# Task details
Arrange every line of the listing below as a numbered list, leaving out any blank lines.

# Data lines
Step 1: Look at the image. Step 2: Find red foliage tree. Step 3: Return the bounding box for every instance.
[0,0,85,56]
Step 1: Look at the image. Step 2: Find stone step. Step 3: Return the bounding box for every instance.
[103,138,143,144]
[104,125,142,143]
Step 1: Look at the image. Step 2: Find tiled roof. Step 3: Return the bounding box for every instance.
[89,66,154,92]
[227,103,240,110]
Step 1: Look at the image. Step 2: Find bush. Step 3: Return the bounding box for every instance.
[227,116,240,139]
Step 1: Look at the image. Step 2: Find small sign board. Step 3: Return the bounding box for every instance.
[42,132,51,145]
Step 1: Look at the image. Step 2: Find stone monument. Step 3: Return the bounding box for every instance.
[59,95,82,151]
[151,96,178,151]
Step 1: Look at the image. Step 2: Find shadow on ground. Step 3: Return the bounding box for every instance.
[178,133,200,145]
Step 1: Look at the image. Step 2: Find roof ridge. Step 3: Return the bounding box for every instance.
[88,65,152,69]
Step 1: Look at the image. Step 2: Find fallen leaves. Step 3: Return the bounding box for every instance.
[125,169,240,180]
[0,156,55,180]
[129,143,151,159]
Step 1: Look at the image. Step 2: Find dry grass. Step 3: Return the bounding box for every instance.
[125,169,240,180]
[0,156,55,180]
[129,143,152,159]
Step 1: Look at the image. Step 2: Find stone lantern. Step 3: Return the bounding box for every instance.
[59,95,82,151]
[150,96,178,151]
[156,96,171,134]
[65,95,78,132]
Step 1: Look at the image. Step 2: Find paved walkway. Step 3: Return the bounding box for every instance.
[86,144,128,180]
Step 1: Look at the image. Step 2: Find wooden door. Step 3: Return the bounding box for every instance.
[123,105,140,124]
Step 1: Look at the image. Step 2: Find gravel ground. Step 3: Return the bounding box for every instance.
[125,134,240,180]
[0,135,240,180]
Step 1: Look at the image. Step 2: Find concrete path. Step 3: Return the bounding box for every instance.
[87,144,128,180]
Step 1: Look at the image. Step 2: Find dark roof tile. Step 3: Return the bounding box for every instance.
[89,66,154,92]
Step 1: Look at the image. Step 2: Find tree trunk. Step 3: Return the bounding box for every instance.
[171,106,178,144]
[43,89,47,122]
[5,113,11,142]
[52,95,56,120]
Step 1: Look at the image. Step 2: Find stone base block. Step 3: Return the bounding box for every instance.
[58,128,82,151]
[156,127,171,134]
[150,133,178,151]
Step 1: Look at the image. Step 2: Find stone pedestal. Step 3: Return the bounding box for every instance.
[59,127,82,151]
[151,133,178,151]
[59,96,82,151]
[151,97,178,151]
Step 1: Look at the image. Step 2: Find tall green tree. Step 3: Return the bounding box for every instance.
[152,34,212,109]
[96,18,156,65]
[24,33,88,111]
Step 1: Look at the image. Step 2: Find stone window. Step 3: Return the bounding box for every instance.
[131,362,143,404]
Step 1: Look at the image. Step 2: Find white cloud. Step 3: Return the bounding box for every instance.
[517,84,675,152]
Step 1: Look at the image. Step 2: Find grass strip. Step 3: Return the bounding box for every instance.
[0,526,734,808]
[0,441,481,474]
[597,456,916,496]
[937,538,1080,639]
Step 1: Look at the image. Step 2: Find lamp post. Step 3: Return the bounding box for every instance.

# Task output
1. Step 1: Look at the image. Step 2: Find red foliage tree. Step 3: Return the bounding box for every instance.
2. [0,0,85,56]
3. Step 1: Look at the image. Step 2: Find stone step. Step 3: Return the bounding box for every instance.
4. [103,138,143,144]
5. [104,125,142,143]
6. Step 1: Look at the image. Step 2: Find tiled roof. Step 3: Return the bounding box for every instance.
7. [89,66,154,92]
8. [227,103,240,110]
9. Step 1: Look at the image. Step 2: Find bush. Step 3: Return the bounding box for every instance.
10. [227,116,240,139]
11. Step 1: Look at the image. Step 2: Find small sign board. Step 3: Return the bounding box for every instance.
12. [42,132,51,145]
13. Step 1: Look at the image. Step 2: Find stone monument. Step 3: Return the bounding box for every instance.
14. [59,95,82,151]
15. [151,96,178,151]
16. Step 1: Look at the image. Step 2: Find shadow on ground. Step 3: Return the bounding box for every instance.
17. [178,133,200,145]
18. Step 1: Look at the image. Step 2: Find roof ridge. Step 3: Return the bounding box for every instance.
19. [88,65,152,69]
20. Step 1: Look at the image. Step 2: Find fallen leaves. Step 3: Return the bounding box for every instance.
21. [125,169,240,180]
22. [0,156,55,180]
23. [129,143,151,159]
24. Step 1: Look at the image. Step 2: Find dry grass. Step 3: Return the bounding box for every instance.
25. [125,169,240,180]
26. [0,156,55,180]
27. [129,143,152,159]
28. Step 1: Look at the image. Step 2: Find stone lantern. Step 3: Return the bounding box for every instance.
29. [59,95,82,151]
30. [150,96,178,151]
31. [156,96,171,134]
32. [65,95,78,132]
33. Step 1: Look at the image. Step 2: Find paved walkway. Step 3: Return the bounding box for every instance.
34. [86,144,128,180]
35. Step 1: Look at the image. Step 2: Find wooden door. Step 3: Return the bounding box for every instance.
36. [123,105,140,124]
37. Step 1: Look at the image. Step 2: Find gravel ground. Step 3: Return the bounding box for every instance.
38. [125,134,240,180]
39. [0,135,240,180]
40. Step 1: Look at the image. Step 2: Find concrete path. Step 3: Return the bounding box for every instance.
41. [87,144,128,180]
42. Step 1: Look at the image. Step 2: Find dark roof tile. Step 3: Return the bounding box for every instance.
43. [89,66,154,92]
44. Step 1: Look at the image. Step 2: Find tree trunk. Step 3: Return the bounding box for every instance.
45. [171,106,178,144]
46. [43,89,47,122]
47. [5,113,11,142]
48. [52,95,56,120]
49. Step 1: Look at the image. Step 2: Find stone base block. Step 3: Return the bounding box for every instance.
50. [58,128,82,151]
51. [156,127,171,134]
52. [150,133,178,151]
53. Step 1: Look at the image. Step 2: Find stone pedestal. Step 3: Return the bounding box for every instance.
54. [59,127,82,151]
55. [151,133,178,151]
56. [59,96,82,151]
57. [151,97,178,151]
58. Step 1: Look at the image. Step 2: Find tall green tree. Step 3: Return the bounding box for every instance.
59. [152,34,212,109]
60. [96,18,156,65]
61. [24,33,88,111]
62. Step 1: Look at the image. Step 2: Find stone window. Step 3: Return the bounding box for every instance.
63. [131,362,143,404]
64. Step 1: Look at the image. Step 2: Find white cloud. Step 3: Return the bounding box for every instance.
65. [517,84,675,152]
66. Step 1: Look at the image. Step 2: Find grass strip. Step 3: Return the bounding box for every instance.
67. [0,526,734,808]
68. [0,441,481,474]
69. [597,456,916,496]
70. [937,538,1080,639]
71. Step 1: Look at the image. Step 2: Find lamp post. Step 3: Return the bounding box for every instance.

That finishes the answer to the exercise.